Less than one month into the new year, New York’s Department of Financial Services (DFS) has taken strong measures to make good on its proclamation that “2020 must be the year of the consumer” by: (1) unveiling a 12-member Consumer Protection Task Force to help implement an extensive consumer protection agenda; and (2) adding former CFPB Deputy Director Leandra English as a special policy advisor to the Superintendent.
The Consumer Protection Task Force
On January 9, Superintendent Lacewell announced the roll-out of a 12-member Consumer Protection Task Force to “further DFS’ mission to protect consumer as the federal government rolls back important consumer protections.” In his annual State of the State, Governor Cuomo expressed his belief that with the current Administration’s “rolling back of consumer protections and regulations, Americans are more exposed to predatory and abusive practices than at any time since the 2008 financial crisis.” The DFS press release noted that one of the task force’s immediate focuses will be to help bring to fruition “the extensive consumer protections proposals included in Governor Cuomo’s 2020 State of the State agenda” which includes such initiatives as: (1) licensing and regulating debt collection companies; (2) the codification of a Federal Trade Commission rule banning confessions of judgment; (3) strengthening the state’s consumer protection laws to protect against unfair, deceptive, and abusive practices; (4) cracking down on elder financial abuse; and (5) increasing access to affordable banking services.
According to the DFS, task force members will “provide formal input on the [DFS’] consumer engagement, policy development and research” in order to “ensure that consumer’s always come first as the [DFS] develops policies and regulates the financial services industry.” The 12-member committee consists of: (1) Chuck Bell, Programs Director for the advocacy division of Consumer Reports; (2) Elisabeth Benjamin, Esq., Vice President of Health Initiatives at the Community Service Society; (3) Carolyn Coffee, Esq., Director of Litigation for Economic Justice at Mobilization for Justice; (4) Beth Finkel, State Director for the New York State Office of the AARP; (5) Jay Inwald, Esq., Director of Foreclosure Prevention at Legal Services NYC; (6) Paul Kantwill, Esq., Distinguished Professor in Residence and Executive Director, Rule of Law Program at Loyola University Chicago School of Law; (7) Neha Karambelkar, Esq., Staff Attorney at Western New York Law Center; (8) Kristen Keefe, Esq., Senior Staff Attorney with the Consumer Finance and Housing Unit at Empire Justice Center; (9) Peter Kochenburger, Esq., Executive Director of the Insurance LLM Program and Deputy Director of the Insurance Law Center at the University of Connecticut Law School; (10) Sarah Ludwig, Esq., Co-Director of New Economy Project; (11) Frankie Miranda, Executive Director at the Hispanic Federation; and (12) Cy Richardson, Senior Vice President at the National Urban League.

### Activity list
1 – Please transcribe the passage on the DFS task force between "Less than one" and "to the Superintendent.", inclusive.
2 – Name every initiative that the passage on the DFS task force lists from Governor Cuomo's 2020 State of the State agenda.

### Source information
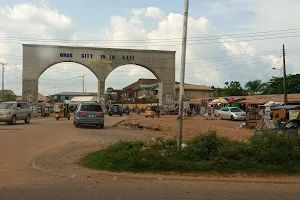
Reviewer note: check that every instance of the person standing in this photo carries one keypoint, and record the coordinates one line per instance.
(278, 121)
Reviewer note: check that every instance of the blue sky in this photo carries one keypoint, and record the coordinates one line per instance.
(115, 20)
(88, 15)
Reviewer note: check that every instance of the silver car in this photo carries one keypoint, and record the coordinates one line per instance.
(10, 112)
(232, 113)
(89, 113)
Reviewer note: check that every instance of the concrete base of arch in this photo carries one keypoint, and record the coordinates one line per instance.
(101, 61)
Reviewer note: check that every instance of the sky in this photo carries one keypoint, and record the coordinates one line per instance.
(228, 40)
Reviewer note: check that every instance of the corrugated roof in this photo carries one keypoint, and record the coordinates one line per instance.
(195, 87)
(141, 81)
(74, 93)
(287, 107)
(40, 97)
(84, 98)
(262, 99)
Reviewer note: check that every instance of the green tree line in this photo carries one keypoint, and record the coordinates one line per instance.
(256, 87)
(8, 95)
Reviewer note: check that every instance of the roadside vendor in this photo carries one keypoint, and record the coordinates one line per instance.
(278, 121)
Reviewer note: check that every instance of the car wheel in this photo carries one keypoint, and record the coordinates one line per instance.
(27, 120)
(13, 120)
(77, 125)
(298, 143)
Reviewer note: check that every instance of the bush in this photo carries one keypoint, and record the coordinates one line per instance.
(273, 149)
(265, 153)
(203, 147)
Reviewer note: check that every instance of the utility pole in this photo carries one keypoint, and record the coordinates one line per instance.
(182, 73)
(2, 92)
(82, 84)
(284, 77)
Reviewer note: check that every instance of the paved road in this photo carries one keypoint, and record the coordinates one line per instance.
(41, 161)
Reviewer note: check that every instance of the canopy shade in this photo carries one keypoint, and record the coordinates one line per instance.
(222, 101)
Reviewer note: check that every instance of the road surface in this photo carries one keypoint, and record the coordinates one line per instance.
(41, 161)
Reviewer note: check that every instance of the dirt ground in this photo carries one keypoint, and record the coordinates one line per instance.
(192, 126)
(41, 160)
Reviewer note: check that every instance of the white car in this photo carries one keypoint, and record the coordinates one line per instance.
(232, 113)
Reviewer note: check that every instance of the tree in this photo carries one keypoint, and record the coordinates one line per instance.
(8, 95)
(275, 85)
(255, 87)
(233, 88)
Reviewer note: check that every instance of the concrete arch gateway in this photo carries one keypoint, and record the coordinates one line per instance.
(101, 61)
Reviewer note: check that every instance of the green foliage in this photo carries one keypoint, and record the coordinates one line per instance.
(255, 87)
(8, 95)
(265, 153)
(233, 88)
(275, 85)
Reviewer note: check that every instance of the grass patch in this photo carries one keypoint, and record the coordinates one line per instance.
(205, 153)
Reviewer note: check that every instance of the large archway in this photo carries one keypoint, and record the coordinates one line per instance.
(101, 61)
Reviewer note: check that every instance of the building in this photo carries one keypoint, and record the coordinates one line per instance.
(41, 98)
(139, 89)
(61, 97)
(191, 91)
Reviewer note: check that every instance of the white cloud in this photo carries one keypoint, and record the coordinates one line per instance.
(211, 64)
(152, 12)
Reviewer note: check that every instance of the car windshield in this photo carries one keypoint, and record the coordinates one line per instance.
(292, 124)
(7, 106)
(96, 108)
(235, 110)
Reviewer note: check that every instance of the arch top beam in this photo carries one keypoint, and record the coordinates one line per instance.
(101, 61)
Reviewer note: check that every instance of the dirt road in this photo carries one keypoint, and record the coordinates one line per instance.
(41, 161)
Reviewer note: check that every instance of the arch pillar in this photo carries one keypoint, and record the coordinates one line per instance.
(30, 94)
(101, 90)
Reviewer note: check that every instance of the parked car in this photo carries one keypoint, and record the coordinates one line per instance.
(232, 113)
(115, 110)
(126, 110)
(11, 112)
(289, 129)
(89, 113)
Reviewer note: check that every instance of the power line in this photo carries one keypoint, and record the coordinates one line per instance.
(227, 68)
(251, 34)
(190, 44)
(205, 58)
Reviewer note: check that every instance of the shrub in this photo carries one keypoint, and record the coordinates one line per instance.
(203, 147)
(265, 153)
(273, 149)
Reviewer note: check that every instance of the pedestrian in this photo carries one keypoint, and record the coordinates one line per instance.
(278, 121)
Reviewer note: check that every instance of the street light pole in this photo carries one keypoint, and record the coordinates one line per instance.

### Solutions to each task
1 –
Less than one month into the new year, New York’s Department of Financial Services (DFS) has taken strong measures to make good on its proclamation that “2020 must be the year of the consumer” by: (1) unveiling a 12-member Consumer Protection Task Force to help implement an extensive consumer protection agenda; and (2) adding former CFPB Deputy Director Leandra English as a special policy advisor to the Superintendent.

2 –
1. Licensing and regulating debt collection companies
2. The codification of a Federal Trade Commission rule banning confessions of judgment
3. Strengthening the state's consumer protection laws to protect against unfair, deceptive, and abusive practices
4. Cracking down on elder financial abuse
5. Increasing access to affordable banking services